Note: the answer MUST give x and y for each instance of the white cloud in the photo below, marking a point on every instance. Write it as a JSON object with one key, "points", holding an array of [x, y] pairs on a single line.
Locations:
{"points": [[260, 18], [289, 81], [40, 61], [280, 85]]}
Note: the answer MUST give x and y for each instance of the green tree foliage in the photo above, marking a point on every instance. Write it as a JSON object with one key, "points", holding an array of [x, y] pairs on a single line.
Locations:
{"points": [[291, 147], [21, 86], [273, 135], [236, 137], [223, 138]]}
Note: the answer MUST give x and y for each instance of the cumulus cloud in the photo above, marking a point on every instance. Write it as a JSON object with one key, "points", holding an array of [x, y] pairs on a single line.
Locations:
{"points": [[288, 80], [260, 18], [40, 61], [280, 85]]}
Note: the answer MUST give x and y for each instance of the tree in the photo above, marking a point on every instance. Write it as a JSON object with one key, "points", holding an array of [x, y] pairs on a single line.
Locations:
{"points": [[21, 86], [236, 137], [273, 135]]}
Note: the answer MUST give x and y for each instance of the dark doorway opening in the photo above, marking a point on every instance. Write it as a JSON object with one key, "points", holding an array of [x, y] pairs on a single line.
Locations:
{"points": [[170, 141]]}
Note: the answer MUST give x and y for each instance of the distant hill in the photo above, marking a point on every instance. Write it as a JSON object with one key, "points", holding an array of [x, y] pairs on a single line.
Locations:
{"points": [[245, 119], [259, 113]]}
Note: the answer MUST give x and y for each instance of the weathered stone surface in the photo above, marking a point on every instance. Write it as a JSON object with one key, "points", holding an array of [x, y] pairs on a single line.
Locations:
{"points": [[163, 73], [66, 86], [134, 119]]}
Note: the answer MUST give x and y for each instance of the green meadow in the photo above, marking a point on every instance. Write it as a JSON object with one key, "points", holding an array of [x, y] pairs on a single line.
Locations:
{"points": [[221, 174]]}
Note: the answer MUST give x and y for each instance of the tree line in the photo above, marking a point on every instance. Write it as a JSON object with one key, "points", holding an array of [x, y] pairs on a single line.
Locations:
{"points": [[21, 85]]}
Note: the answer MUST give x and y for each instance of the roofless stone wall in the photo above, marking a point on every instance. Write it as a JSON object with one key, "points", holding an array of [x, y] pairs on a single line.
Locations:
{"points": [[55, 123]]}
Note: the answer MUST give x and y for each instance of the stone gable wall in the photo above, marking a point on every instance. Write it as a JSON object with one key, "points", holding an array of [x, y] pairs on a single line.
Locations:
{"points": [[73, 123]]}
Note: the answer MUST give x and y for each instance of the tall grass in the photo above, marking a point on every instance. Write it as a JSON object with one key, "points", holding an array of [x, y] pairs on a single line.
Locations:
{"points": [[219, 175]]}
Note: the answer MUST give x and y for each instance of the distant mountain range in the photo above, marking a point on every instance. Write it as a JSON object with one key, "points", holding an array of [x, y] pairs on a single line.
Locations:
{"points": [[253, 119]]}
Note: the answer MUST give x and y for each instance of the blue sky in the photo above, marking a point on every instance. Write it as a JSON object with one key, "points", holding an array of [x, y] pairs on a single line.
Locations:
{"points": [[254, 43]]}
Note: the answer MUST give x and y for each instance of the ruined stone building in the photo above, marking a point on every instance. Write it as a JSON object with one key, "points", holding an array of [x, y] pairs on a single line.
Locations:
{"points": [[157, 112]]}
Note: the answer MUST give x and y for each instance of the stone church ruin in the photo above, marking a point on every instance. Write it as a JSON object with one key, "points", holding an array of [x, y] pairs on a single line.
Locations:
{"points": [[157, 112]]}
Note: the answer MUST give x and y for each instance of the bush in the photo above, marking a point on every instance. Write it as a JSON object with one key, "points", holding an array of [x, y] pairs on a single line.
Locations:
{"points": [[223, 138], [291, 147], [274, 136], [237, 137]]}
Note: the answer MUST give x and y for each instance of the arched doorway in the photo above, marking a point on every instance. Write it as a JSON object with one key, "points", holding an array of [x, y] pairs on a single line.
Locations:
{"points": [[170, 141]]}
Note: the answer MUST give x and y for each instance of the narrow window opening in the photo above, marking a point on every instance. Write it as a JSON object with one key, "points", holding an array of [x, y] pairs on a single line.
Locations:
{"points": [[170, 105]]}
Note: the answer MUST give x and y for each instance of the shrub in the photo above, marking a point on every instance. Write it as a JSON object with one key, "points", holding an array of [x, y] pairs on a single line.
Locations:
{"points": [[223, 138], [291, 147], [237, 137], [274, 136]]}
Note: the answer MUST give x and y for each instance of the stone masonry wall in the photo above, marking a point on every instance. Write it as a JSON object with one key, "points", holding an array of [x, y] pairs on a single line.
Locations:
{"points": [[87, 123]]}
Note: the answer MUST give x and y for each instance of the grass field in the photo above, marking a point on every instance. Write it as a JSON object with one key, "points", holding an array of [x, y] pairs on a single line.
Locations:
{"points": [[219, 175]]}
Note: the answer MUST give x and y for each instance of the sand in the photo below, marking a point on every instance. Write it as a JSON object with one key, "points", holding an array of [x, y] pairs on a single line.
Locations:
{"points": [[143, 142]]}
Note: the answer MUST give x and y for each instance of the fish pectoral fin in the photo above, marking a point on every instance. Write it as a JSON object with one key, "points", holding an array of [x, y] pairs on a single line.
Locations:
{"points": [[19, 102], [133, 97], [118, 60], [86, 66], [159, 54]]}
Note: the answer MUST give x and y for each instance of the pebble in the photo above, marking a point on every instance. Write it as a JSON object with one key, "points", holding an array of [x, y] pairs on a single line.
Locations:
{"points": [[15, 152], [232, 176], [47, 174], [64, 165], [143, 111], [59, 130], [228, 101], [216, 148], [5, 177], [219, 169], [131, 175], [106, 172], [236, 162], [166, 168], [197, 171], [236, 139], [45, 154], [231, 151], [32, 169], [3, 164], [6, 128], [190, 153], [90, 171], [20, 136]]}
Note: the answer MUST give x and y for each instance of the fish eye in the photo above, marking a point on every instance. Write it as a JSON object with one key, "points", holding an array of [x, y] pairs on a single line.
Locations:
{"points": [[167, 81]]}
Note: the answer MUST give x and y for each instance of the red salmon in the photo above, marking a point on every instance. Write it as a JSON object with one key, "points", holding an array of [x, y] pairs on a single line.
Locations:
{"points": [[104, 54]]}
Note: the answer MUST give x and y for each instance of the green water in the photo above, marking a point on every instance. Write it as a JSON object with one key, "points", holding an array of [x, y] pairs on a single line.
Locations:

* [WHAT YOU SHOULD DO]: Retype the entries one by one, exactly.

* [TASK OUTPUT]:
Note: the answer MUST give x and y for each instance of the white cloud in the photo below, marking a point on every instance. Write it as a JSON object with one key, "points", holding an array of [x, y] pairs on a single line.
Locations:
{"points": [[260, 18], [289, 81], [40, 61], [280, 85]]}
Note: the answer MUST give x and y for each instance of the green tree foliage in the photo above, marking a point on every instance. Write it as a JSON object with one key, "points", holding an array of [x, y] pairs on a single line.
Locations:
{"points": [[291, 147], [21, 86], [273, 135], [236, 137], [223, 138]]}
Note: the answer MUST give x and y for each instance of the cumulus cloud in the photo above, marking a point on every instance. Write it as a JSON object with one key, "points", holding an array of [x, y] pairs on a single line.
Locations:
{"points": [[288, 80], [260, 18], [40, 61], [280, 85]]}
Note: the answer MUST give x and y for each instance of the tree in the photo above, marking a point on every instance. Write it as a JSON object with one key, "points", holding an array of [x, y] pairs on a single line.
Locations:
{"points": [[21, 86], [236, 137], [273, 135]]}
Note: the answer MUST give x and y for each instance of the dark doorway opening in the photo above, marking a point on every instance. Write it as a JSON object with one key, "points", holding an array of [x, y] pairs on a single line.
Locations:
{"points": [[170, 141]]}
Note: the answer MUST give x and y for each instance of the distant hill in the photo above, marking a point on every instance. Write it as a JSON object with one key, "points", holding an array of [x, y] pairs on a single line.
Locations:
{"points": [[245, 119], [259, 113]]}
Note: the answer MUST give x and y for each instance of the weathered stone surface in the photo above, marking a point on every instance. Write it as a JSON object with one key, "points", holding an array of [x, y] pairs on a single line.
Locations:
{"points": [[163, 73], [66, 86], [134, 119]]}
Note: the answer MUST give x and y for each instance of the green meadow in the photo above, marking a point on every instance. Write it as a JSON object with one key, "points", holding an array of [x, y] pairs on a single line.
Locations:
{"points": [[221, 174]]}
Note: the answer MUST give x and y for each instance of the tree line in the photo above, marking a point on every instance. Write it as a JSON object with one key, "points", holding an array of [x, y] pairs on a single line.
Locations:
{"points": [[21, 85]]}
Note: the answer MUST give x and y for each instance of the roofless stone wall in the photo above, marking a point on every instance. Write it as a JSON object with one key, "points", holding an array of [x, y] pairs on a single line.
Locations:
{"points": [[55, 123]]}
Note: the answer MUST give x and y for each instance of the stone gable wall in the photo above, marking a point on every instance. Write it as a JSON object with one key, "points", holding an array of [x, y] pairs on a single line.
Locations:
{"points": [[73, 123]]}
Note: the answer MUST give x and y for each instance of the tall grass in the photo above, marking a point on every instance. Write it as a JSON object with one key, "points", holding an array of [x, y] pairs on a single line.
Locations:
{"points": [[219, 175]]}
Note: the answer MUST give x and y for each instance of the distant mountain range in the photo above, marking a point on every instance. Write it as a JSON object with one key, "points", holding an array of [x, y] pairs on a single line.
Locations:
{"points": [[253, 119]]}
Note: the answer MUST give x and y for each instance of the blue sky in the photo above, marking a point on every instance. Write it as a JSON object with one key, "points", holding an array of [x, y] pairs on a single line.
Locations:
{"points": [[254, 43]]}
Note: the answer MUST give x and y for each instance of the ruined stone building in the photo above, marking a point on every instance. Write it as a JSON object with one key, "points", holding an array of [x, y] pairs on a single line.
Locations:
{"points": [[157, 112]]}
Note: the answer MUST give x and y for each instance of the stone church ruin in the photo above, marking a point on every instance. Write it as a JSON object with one key, "points", holding an array of [x, y] pairs on a single line.
Locations:
{"points": [[157, 112]]}
Note: the answer MUST give x and y for each instance of the bush in the photo above, marking a point on every instance. Write it as a JSON object with one key, "points", holding an array of [x, y] pairs on a single line.
Locations:
{"points": [[223, 138], [291, 147], [274, 136], [237, 137]]}
Note: the answer MUST give x and y for each instance of the arched doorway in the photo above, marking a point on every instance. Write it as a JSON object with one key, "points", holding an array of [x, y] pairs on a single line.
Locations:
{"points": [[170, 141]]}
Note: the answer MUST give x and y for each instance of the narrow window opening in the photo above, marking a point on every instance. Write it as a JSON object with one key, "points", holding an array of [x, y] pairs on a single line.
Locations:
{"points": [[170, 105]]}
Note: the answer MUST give x and y for each instance of the shrub in the photo above, marking a point on every instance. Write it as a JSON object with one key, "points", holding an array of [x, y] pairs on a single line.
Locations:
{"points": [[223, 138], [291, 147], [237, 137], [274, 136]]}
Note: the answer MUST give x and y for each instance of the stone masonry wall in the photo above, marking a point on every instance. Write it as a JSON object with one key, "points", holding an array of [x, y] pairs on a single line.
Locations:
{"points": [[87, 123]]}
Note: the answer MUST give x and y for each instance of the grass field in the photo above, marking a point on every instance. Write it as a JSON object with one key, "points", holding an array of [x, y] pairs on a single line.
Locations:
{"points": [[219, 175]]}
Note: the answer MUST give x and y for each instance of the sand in the photo below, marking a point on every instance. Write it as a JSON object with one key, "points", holding an array of [x, y] pairs on a single line.
Locations:
{"points": [[143, 142]]}
Note: the answer MUST give x and y for each instance of the fish pectoral fin in the photo above, marking a point on every instance. Write it as a JSON object with one key, "points", holding an array of [x, y] pairs on a single line.
Locations:
{"points": [[19, 102], [133, 97], [118, 60], [86, 66], [159, 54]]}
Note: the answer MUST give x and y for each instance of the pebble in the photo above, marking a point on every instance. Write it as a JSON object with one key, "points", holding an array of [x, y] pairs on a single line.
Locations:
{"points": [[15, 152], [232, 176], [47, 174], [64, 165], [143, 111], [59, 130], [228, 101], [216, 148], [5, 177], [219, 169], [131, 175], [106, 172], [236, 162], [166, 168], [197, 171], [236, 139], [45, 154], [231, 151], [32, 169], [3, 164], [6, 128], [190, 153], [90, 171], [20, 136]]}
Note: the answer MUST give x and y for each instance of the fish eye in the photo above, marking a point on every instance. Write it as a JSON object with one key, "points", holding an array of [x, y] pairs on a single line.
Locations:
{"points": [[167, 81]]}
Note: the answer MUST give x and y for each instance of the red salmon in the photo above, marking a point on every instance. Write it as a JSON object with one key, "points", holding an array of [x, y] pairs on a single line.
Locations:
{"points": [[104, 54]]}
Note: the answer MUST give x and y for each instance of the green water in the photo above, marking a point on every instance. Write it as a JSON object with one key, "points", holding an array of [x, y] pairs on a single line.
Locations:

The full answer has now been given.